§ **TUGAS A**: Tuliskan bagian teks tentang pengalaman di warnet di bawah ini tanpa mengubah apa pun, antara "Eh iya, ada" dan "waktu 1,5 jam.", kedua ujungnya ikut.

___

Eh iya, ada yang kelupaan. Ada kejadian konyol pas saya untuk pertama kalinya menggunakan jasa warnet di kota ini. Jadi warnet satu ini bersistem paket deposit. Depositkan uang anda sekian rupiah, dan anda bisa akses sekian jam lebih murah daripada paket perjam. Anda akan menerima ID dan passwordnya. Dan anda bisa mengecek sendiri berapa sisa waktu deposit anda. Nah, karena saya menyukai Gober Bebek, dan kadang mengikuti tingkahnya, saya selalu mengecek sisa waktu saya setiap selesai akses. dua tiga kali masih oke. semua sisa waktu sesuai. Tapi, pada saat kedatangan ke empat, ding-deng, sisa waktu saya tinggak 2 menit. Padahal saya yakin sekali masih punya sisa waktu 1,5 jam.

Seperti yang kalian duga, saya protes dan meminta perincian pemakaian deposit saya. Si mas-mas operator menyambungkan saya dengan ownernya, karena ia tidak punya wewenang untuk itu. Akhirnya si owner mengalah. -kebetulan ia tidak ada, jadi hanya per telephon saja-. Saya mendapat free akses 3 jam dari warnet tersebut. oke, saya terima. entah apa yang barusan dibicarakan dengan ownernya, karena pada saat memberikan kupon pada saya, si mas operator bermuka masam dan berbicara dengan nada tidak sopan cenderung melecehkan pada saya. Yak. kalian betul, muka saya kemudian merah padam, dan dada saya rasanya mau meledak *hiperbolis lagi*. Sayapun kembali bermulut tajam-seakan kulebih baik dari Dia-lebih baik dari segalanya-hehe. Dan bertelephon lagi dengan si owner, mengeluhkan mas operator padanya. Nah, ini bagian konyolnya, sang owner malah meminta saya untuk memeklumi si mas opertaor, karena ia sedang bermasalah dan keluarganya broken home. please, deh,memang apa peduli saya?. dia mau broken home, broken heart, broken wing, bahkan broken legs skalian, melayani kan pekerjaannya. Konsumen datang dengan membawa beban masalahnya sendiri,selain membawa uang. Ia meminta solusi. Jadi, pasti menyebalkan sekali kalo diminta memahami masalah si pemberi jasa, dan memakluminya. Saya langsung merekomendasikan buku itu pada si owner.

Jadi, dalam memberikan pelayanan yang excellent, prinsip yang tidak kalah penting adalah, bukan bagaimana kita tersenyum kepada pelanggan, tapi bagaimana caranya membuat pelanggan tersenyum karena kita.

Ah, sudahlah, saya malah jadi tampak lebih sok tau lagi.=)

___

§ **TUGAS B**: Ambil dari catatan di bawah baris-baris antara baris yang memuat "Grounding request — find the white" dan baris yang memuat "xmin=108 ymin=248 xmax=129 ymax=255", keduanya ikut, lalu tulis ulang persis sama.

___

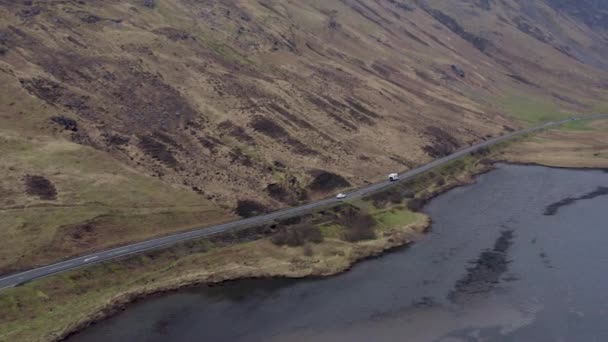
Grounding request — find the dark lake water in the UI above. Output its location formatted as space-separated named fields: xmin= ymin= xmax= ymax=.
xmin=69 ymin=165 xmax=608 ymax=342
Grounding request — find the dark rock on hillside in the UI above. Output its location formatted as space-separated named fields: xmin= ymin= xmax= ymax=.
xmin=451 ymin=64 xmax=466 ymax=78
xmin=25 ymin=175 xmax=57 ymax=201
xmin=144 ymin=0 xmax=156 ymax=8
xmin=308 ymin=171 xmax=350 ymax=192
xmin=235 ymin=200 xmax=268 ymax=218
xmin=51 ymin=116 xmax=78 ymax=132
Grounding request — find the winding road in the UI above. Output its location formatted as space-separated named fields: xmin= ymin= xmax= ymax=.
xmin=0 ymin=114 xmax=608 ymax=289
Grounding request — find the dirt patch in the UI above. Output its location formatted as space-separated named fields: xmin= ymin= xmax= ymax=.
xmin=152 ymin=27 xmax=195 ymax=42
xmin=251 ymin=115 xmax=318 ymax=155
xmin=448 ymin=230 xmax=513 ymax=302
xmin=25 ymin=175 xmax=57 ymax=201
xmin=139 ymin=136 xmax=179 ymax=169
xmin=234 ymin=200 xmax=269 ymax=218
xmin=308 ymin=171 xmax=350 ymax=192
xmin=251 ymin=115 xmax=289 ymax=139
xmin=543 ymin=186 xmax=608 ymax=216
xmin=422 ymin=5 xmax=493 ymax=52
xmin=218 ymin=120 xmax=255 ymax=145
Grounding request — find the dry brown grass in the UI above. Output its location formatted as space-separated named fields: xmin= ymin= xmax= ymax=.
xmin=504 ymin=120 xmax=608 ymax=168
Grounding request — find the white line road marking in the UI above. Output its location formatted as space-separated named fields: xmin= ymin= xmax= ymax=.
xmin=49 ymin=265 xmax=68 ymax=272
xmin=108 ymin=248 xmax=129 ymax=255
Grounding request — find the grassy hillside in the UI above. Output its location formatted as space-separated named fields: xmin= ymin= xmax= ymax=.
xmin=0 ymin=0 xmax=607 ymax=271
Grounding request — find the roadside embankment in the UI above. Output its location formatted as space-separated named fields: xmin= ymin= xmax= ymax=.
xmin=0 ymin=146 xmax=494 ymax=341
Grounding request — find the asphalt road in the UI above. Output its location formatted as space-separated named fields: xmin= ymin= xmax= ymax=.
xmin=0 ymin=114 xmax=608 ymax=289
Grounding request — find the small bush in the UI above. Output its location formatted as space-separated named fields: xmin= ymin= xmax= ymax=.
xmin=407 ymin=198 xmax=426 ymax=211
xmin=303 ymin=245 xmax=314 ymax=257
xmin=339 ymin=206 xmax=376 ymax=242
xmin=270 ymin=224 xmax=323 ymax=247
xmin=25 ymin=175 xmax=57 ymax=201
xmin=235 ymin=200 xmax=268 ymax=218
xmin=364 ymin=189 xmax=404 ymax=208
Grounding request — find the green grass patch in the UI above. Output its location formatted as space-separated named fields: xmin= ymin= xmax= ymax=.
xmin=499 ymin=94 xmax=572 ymax=125
xmin=373 ymin=206 xmax=421 ymax=230
xmin=319 ymin=222 xmax=344 ymax=239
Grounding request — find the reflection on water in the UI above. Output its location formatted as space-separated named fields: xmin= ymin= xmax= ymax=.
xmin=69 ymin=165 xmax=608 ymax=342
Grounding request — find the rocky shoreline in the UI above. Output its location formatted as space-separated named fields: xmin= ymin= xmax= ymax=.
xmin=50 ymin=163 xmax=502 ymax=342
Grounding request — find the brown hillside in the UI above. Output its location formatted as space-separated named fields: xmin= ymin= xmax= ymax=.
xmin=0 ymin=0 xmax=608 ymax=272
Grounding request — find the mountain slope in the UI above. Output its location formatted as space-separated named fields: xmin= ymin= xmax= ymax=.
xmin=0 ymin=0 xmax=608 ymax=272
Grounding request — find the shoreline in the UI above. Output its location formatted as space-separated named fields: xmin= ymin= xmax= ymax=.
xmin=55 ymin=161 xmax=500 ymax=342
xmin=23 ymin=163 xmax=608 ymax=342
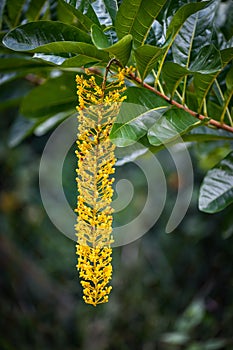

___

§ **JAWABAN A**:
Eh iya, ada yang kelupaan. Ada kejadian konyol pas saya untuk pertama kalinya menggunakan jasa warnet di kota ini. Jadi warnet satu ini bersistem paket deposit. Depositkan uang anda sekian rupiah, dan anda bisa akses sekian jam lebih murah daripada paket perjam. Anda akan menerima ID dan passwordnya. Dan anda bisa mengecek sendiri berapa sisa waktu deposit anda. Nah, karena saya menyukai Gober Bebek, dan kadang mengikuti tingkahnya, saya selalu mengecek sisa waktu saya setiap selesai akses. dua tiga kali masih oke. semua sisa waktu sesuai. Tapi, pada saat kedatangan ke empat, ding-deng, sisa waktu saya tinggak 2 menit. Padahal saya yakin sekali masih punya sisa waktu 1,5 jam.

§ **JAWABAN B**:
Grounding request — find the white line road marking in the UI above. Output its location formatted as space-separated named fields: xmin= ymin= xmax= ymax=.
xmin=49 ymin=265 xmax=68 ymax=272
xmin=108 ymin=248 xmax=129 ymax=255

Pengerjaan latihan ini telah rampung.